## begin

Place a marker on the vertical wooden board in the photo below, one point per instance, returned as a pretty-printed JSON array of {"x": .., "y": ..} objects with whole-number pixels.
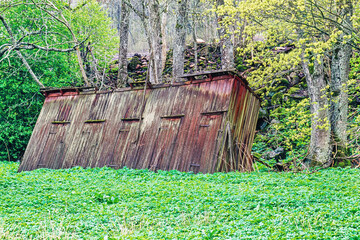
[
  {"x": 190, "y": 127},
  {"x": 75, "y": 138},
  {"x": 121, "y": 106},
  {"x": 121, "y": 153},
  {"x": 204, "y": 151},
  {"x": 182, "y": 105},
  {"x": 40, "y": 135},
  {"x": 165, "y": 143},
  {"x": 150, "y": 124},
  {"x": 244, "y": 130}
]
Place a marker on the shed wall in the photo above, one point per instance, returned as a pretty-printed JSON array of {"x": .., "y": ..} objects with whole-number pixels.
[{"x": 181, "y": 128}]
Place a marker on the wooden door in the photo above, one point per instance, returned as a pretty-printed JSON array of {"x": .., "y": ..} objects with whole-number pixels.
[
  {"x": 124, "y": 147},
  {"x": 53, "y": 153},
  {"x": 165, "y": 143}
]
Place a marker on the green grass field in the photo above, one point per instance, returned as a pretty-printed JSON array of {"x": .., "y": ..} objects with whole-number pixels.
[{"x": 138, "y": 204}]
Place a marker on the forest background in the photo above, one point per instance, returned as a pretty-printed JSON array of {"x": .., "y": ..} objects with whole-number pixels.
[{"x": 301, "y": 57}]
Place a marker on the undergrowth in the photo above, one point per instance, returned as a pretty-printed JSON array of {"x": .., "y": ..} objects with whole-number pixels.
[{"x": 138, "y": 204}]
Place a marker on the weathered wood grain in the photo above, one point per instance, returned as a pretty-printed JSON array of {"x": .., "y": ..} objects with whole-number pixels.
[{"x": 180, "y": 126}]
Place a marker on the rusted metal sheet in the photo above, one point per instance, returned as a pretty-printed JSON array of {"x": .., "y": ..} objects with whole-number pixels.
[{"x": 205, "y": 124}]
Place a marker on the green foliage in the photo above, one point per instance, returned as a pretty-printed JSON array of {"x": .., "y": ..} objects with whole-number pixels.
[
  {"x": 139, "y": 204},
  {"x": 20, "y": 100}
]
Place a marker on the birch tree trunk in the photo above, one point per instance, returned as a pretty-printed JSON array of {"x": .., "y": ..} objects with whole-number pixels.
[
  {"x": 123, "y": 46},
  {"x": 226, "y": 45},
  {"x": 179, "y": 42},
  {"x": 154, "y": 34},
  {"x": 320, "y": 142},
  {"x": 340, "y": 69},
  {"x": 163, "y": 37}
]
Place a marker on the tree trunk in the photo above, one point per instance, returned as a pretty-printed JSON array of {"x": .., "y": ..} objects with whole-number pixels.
[
  {"x": 340, "y": 69},
  {"x": 320, "y": 144},
  {"x": 163, "y": 38},
  {"x": 155, "y": 42},
  {"x": 179, "y": 42},
  {"x": 226, "y": 45},
  {"x": 123, "y": 46}
]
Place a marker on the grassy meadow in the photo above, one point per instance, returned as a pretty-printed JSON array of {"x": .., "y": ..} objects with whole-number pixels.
[{"x": 138, "y": 204}]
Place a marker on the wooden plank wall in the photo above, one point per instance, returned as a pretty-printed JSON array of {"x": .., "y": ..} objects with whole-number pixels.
[
  {"x": 179, "y": 127},
  {"x": 235, "y": 151}
]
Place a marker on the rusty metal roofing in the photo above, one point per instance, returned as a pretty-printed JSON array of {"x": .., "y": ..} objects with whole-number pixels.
[{"x": 204, "y": 124}]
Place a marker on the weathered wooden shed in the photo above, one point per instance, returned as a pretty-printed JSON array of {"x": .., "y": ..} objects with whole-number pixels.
[{"x": 204, "y": 124}]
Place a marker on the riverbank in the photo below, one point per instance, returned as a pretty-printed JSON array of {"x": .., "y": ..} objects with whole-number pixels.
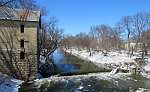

## end

### Work to be completed
Rewrite every record above, swapping "Place a marker on" for "Put a dot on" and keeping all other wording unchanged. Omit the pictures.

### Exercise result
Put a dot on the vertical wooden board in the photo below, one point per instance, returned as a pretty-printed JSON array of {"x": .., "y": ..} objects with whole-number pixels.
[
  {"x": 190, "y": 127},
  {"x": 75, "y": 138},
  {"x": 121, "y": 106},
  {"x": 121, "y": 153},
  {"x": 204, "y": 151},
  {"x": 182, "y": 105},
  {"x": 40, "y": 135},
  {"x": 165, "y": 143},
  {"x": 150, "y": 124},
  {"x": 244, "y": 130}
]
Put a dot on the shed wall in the photo above, one point per instance, returned as a pretty-printed JSON array of {"x": .., "y": ..} objects with whole-number pixels.
[{"x": 181, "y": 128}]
Put a dot on the wooden door in the photo above, one point per instance, returned as a pretty-printed JSON array of {"x": .., "y": ..} objects with whole-number pixels.
[
  {"x": 124, "y": 147},
  {"x": 53, "y": 153},
  {"x": 165, "y": 143}
]
Put a dot on the green grass field in the photo above, one point per instance, returned as a pretty-printed JSON array of {"x": .., "y": ..} objects with whole-number pixels.
[{"x": 138, "y": 204}]
Put a dot on the forest background in the photo above, one point per instance, returned as a pretty-printed JSON array of {"x": .., "y": ..} objects with whole-number pixels.
[{"x": 301, "y": 57}]
Put a dot on the undergrowth in the photo above, one point per instance, returned as a pretty-printed JSON array of {"x": .., "y": ..} objects with whole-number pixels.
[{"x": 138, "y": 204}]
Put a dot on the weathered wood grain in the photo above, one point per instance, returned as a pretty-printed JSON array of {"x": .., "y": ..} objects with whole-number pixels.
[{"x": 180, "y": 126}]
Put a dot on the rusted metal sheet in the photo above, one point per instance, returned as a pretty-printed JSON array of {"x": .., "y": ..} objects with whole-number pixels.
[{"x": 205, "y": 124}]
Put a dot on the green foliage in the photo above, one point per instance, returned as a pretty-printed JSON array of {"x": .., "y": ..} objects with whole-number pixels.
[
  {"x": 139, "y": 204},
  {"x": 20, "y": 100}
]
Put a dot on the birch tree trunk in the photo above, one point per instance, returned as a pretty-printed JSON array of {"x": .., "y": ..} objects with whole-number pixels.
[
  {"x": 123, "y": 46},
  {"x": 226, "y": 45},
  {"x": 179, "y": 42},
  {"x": 154, "y": 34},
  {"x": 320, "y": 142},
  {"x": 340, "y": 69},
  {"x": 163, "y": 37}
]
Put a dot on the tree trunk in the photo above, one point per instance, returned as a pretty-printed JSON array of {"x": .., "y": ..} objects with whole-number pixels.
[
  {"x": 340, "y": 69},
  {"x": 320, "y": 144},
  {"x": 163, "y": 38},
  {"x": 155, "y": 42},
  {"x": 179, "y": 42},
  {"x": 226, "y": 45},
  {"x": 123, "y": 46}
]
Put a dot on the grassy meadow in the photo above, one point per instance, returned as a pretty-printed JSON array of {"x": .., "y": ..} objects with whole-number pixels.
[{"x": 138, "y": 204}]
Put a dot on the wooden plank wall in the photo above, one point per instance, returned as a pretty-printed JSON array of {"x": .., "y": ..} objects with whole-number pixels.
[
  {"x": 179, "y": 127},
  {"x": 235, "y": 151}
]
Put a dot on the rusty metal roofing in the photo above, one point per instance, returned as a pretty-printed JSON array of {"x": .., "y": ..} objects with whole-number pixels.
[{"x": 204, "y": 124}]
Put a dot on the weathered wooden shed in the photo above, one point per instance, returned as a pretty-printed JSON array of {"x": .., "y": ..} objects with whole-number pixels.
[{"x": 204, "y": 124}]
Put a dot on the riverbank in the photo below, one point per instance, returned as a pretty-printed JSON array of {"x": .., "y": ..} objects with whole-number pixels.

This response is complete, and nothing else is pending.